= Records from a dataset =
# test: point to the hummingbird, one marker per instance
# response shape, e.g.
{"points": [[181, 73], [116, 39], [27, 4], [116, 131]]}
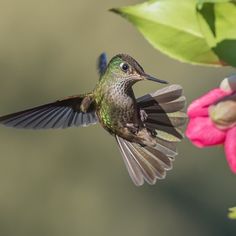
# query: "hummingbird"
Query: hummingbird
{"points": [[146, 129]]}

= THE EXERCISE =
Arrange every line of the records above as a Markdown table with the columns "Row" and "Line", skipping blank lines. Leave the pictures out.

= ANSWER TO THE PROBLEM =
| Row | Line |
|---|---|
| 1 | # test: point to the hummingbird, one marker per instance |
| 2 | # response shape, e.g. |
| 3 | {"points": [[181, 73], [116, 39], [27, 4], [116, 131]]} |
| 4 | # query: "hummingbird" |
| 5 | Query: hummingbird |
| 6 | {"points": [[146, 129]]} |